■ **SET EXERCISE**
Please reproduce all the rows below in full, requests included, raising every polygon coordinate in the answers by 56.

■ **DATA LINES**
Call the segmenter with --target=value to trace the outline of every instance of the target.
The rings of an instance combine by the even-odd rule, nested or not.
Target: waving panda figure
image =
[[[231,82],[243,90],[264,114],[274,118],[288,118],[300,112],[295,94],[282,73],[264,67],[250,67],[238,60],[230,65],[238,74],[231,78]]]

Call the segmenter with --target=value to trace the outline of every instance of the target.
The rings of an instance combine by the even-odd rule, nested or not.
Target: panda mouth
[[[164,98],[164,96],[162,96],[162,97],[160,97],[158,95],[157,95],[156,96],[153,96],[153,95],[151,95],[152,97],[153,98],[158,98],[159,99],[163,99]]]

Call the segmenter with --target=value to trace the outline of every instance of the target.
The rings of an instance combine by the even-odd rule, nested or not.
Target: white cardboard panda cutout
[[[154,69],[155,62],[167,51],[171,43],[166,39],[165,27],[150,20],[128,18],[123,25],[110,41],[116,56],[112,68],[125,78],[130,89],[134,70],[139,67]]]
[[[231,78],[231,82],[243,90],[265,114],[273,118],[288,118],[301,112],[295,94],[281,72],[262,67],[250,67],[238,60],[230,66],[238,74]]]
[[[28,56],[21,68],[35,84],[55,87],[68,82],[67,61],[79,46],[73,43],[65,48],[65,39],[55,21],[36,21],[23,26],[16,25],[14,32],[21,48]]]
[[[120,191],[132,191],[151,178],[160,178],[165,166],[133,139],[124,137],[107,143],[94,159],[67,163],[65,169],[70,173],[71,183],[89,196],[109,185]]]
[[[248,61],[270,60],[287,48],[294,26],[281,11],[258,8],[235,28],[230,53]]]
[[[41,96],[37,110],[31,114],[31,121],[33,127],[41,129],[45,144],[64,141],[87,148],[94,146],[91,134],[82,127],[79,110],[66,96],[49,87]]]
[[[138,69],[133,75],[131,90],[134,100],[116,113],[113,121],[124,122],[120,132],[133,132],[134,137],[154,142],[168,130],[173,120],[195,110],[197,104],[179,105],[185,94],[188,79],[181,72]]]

■ **EXERCISE SOLUTION**
Call the segmenter with --target=value to trace the outline of every instance of the target.
The rings of an instance combine by the even-odd rule, nested or not.
Target: waving panda figure
image =
[[[287,138],[299,146],[320,170],[330,174],[344,174],[356,168],[351,150],[338,129],[320,123],[306,123],[294,116],[286,121],[294,130],[287,134]]]

Call the segmenter with --target=value to trace the outline of every instance of the target.
The rings of an instance combine by the even-odd rule, nested or not.
Target: panda mouth
[[[220,154],[220,152],[218,152],[218,153],[216,153],[214,151],[213,151],[212,152],[209,152],[209,151],[207,151],[208,153],[209,154],[214,154],[215,155],[219,155]]]

Call the segmenter with --target=value to trace the outline of every instance of the target.
The rings of an instance combine by the even-odd rule, nested or not.
Target: white cardboard panda cutout
[[[210,125],[211,118],[223,107],[227,99],[222,95],[221,83],[206,76],[184,74],[179,81],[166,97],[172,112],[168,124],[181,134],[186,145],[190,126],[195,123]]]
[[[287,134],[287,138],[299,146],[321,170],[329,174],[344,174],[357,168],[351,150],[337,128],[318,123],[306,123],[294,116],[286,122],[294,130]]]
[[[84,112],[77,124],[91,140],[111,143],[124,138],[123,117],[135,102],[129,99],[121,104],[121,95],[111,77],[92,77],[79,82],[72,81],[70,88],[77,104]]]
[[[176,247],[188,247],[207,234],[216,234],[221,222],[189,195],[180,193],[163,199],[150,215],[123,219],[121,225],[126,229],[127,239],[145,252],[165,241]]]
[[[304,117],[326,116],[343,104],[350,82],[337,67],[314,64],[291,84],[286,109]]]
[[[97,152],[93,166],[87,170],[87,177],[89,183],[97,185],[101,200],[120,197],[143,204],[150,202],[147,190],[138,183],[135,166],[122,152],[105,143]]]
[[[194,125],[189,131],[187,146],[190,156],[172,169],[169,177],[180,178],[176,188],[189,188],[190,193],[210,198],[224,186],[229,176],[251,166],[253,160],[235,161],[241,150],[244,135],[237,128]]]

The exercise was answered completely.